Abbiamo recentemente rivisitato l’esordio dei Doors, indicandolo come pioniere di quel rock “maledetto” che negli anni ’60 sovvertì il modo di intendere la musica popolare, non più semplice intrattenimento per figli ribelli di famiglie borghesi, ma vero e proprio stile di vita per quella generazione che affrontò la rivoluzione ideologica che modellò la seconda metà  del ‘900. E a proposito di quell’opera miliare, avevamo anche accennato di come essa costituisse, almeno idealmente, solo una parte della storia. Ed è ora giunto il momento di raccontarne un’altra.
+--
→ **Parti dell'esercizio**
1 - Elenca tutti i verbi coniugati al passato remoto che compaiono nel testo sui Doors.
2 - Prosegui il testo sui Doors dopo la sua ultima frase.

→ **Estratto da un dataset**
+--
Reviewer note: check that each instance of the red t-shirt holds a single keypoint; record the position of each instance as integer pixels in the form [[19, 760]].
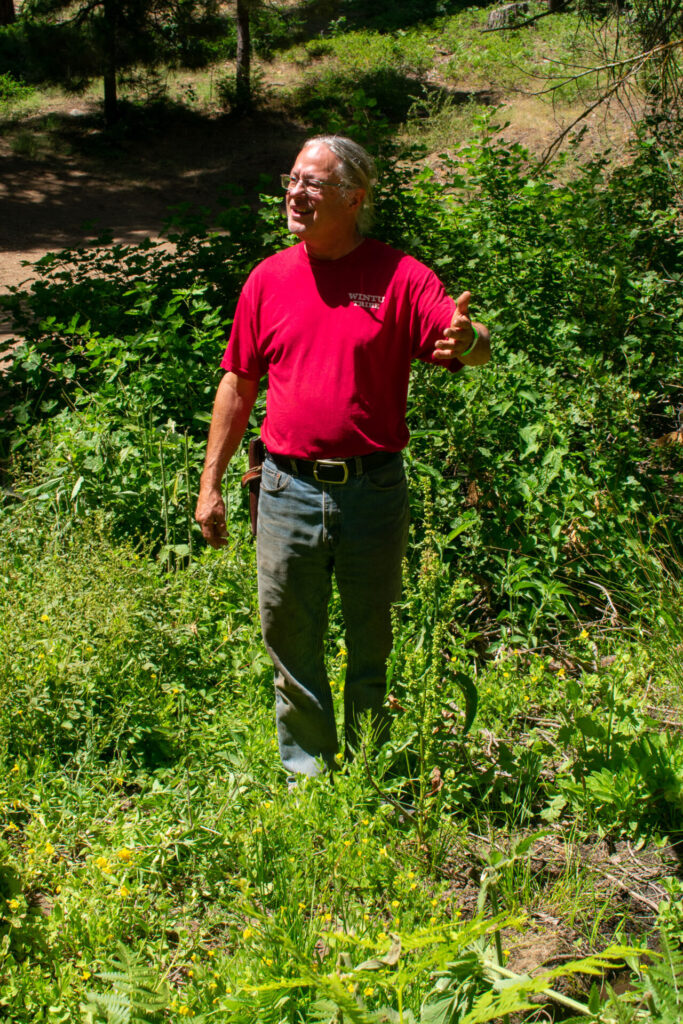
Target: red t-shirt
[[336, 338]]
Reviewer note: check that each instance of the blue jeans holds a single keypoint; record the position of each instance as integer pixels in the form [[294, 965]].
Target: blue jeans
[[306, 531]]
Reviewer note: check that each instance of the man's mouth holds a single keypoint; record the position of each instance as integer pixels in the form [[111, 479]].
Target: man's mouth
[[300, 211]]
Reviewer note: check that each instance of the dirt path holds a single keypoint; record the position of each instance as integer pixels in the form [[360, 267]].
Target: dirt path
[[60, 198], [63, 180]]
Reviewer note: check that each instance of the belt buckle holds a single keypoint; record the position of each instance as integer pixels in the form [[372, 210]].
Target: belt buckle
[[330, 464]]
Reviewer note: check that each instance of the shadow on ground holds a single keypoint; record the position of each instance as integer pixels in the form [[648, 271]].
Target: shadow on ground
[[85, 181]]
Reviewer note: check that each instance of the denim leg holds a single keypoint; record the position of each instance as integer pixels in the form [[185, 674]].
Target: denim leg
[[368, 566], [294, 583]]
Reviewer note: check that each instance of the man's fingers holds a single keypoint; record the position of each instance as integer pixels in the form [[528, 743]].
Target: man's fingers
[[215, 534], [463, 303]]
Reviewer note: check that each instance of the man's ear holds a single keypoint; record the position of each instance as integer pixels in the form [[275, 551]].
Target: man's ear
[[356, 199]]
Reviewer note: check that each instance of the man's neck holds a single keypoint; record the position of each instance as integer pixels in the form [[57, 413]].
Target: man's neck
[[334, 250]]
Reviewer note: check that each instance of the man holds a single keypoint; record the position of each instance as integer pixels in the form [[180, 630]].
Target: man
[[335, 322]]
+--
→ **Risposte per consegna**
1 - sovvertì, affrontò, modellò

2 -
I Velvet Underground si erano formati a New York a metà  anni ’60. La leggendaria formazione comprendeva Lou Reed, John Cale, il chitarrista Sterling Morrison e la batterista Maureen Tucker. A questo primo disco partecipò anche la modella tedesca Nico, mentre alla produzione c’erano Tom Wilson, già  attivo nel jazz e successore di John Hammond nel percorso artistico che portò Bob Dylan all’epocale “svolta elettrica”, ed Andy Warhol, che curò anche l’art-work e l’inconfondibile copertina con la banana sbucciabile.

“The Velvet Underground & Nico” uscì il 12 marzo del 1967 ed è, almeno dalla sua riscoperta, avvenuta a più riprese tra i primi anni ’80 e i ’90, uno degli album universalmente riconosciuti tra i più importanti della storia della musica, non solo quella rock. La varie scuole e sensibilità  che lo animarono (avanguardia minimalista, pop-art, poesia beat, rock & roll, musica etnica) ne faranno difatti una fucina di idee che pochi altri artisti possono vantarsi di aver lasciato ai posteri (da qui la celebre battuta di Brian Eno sulla seminalità  dell’opera).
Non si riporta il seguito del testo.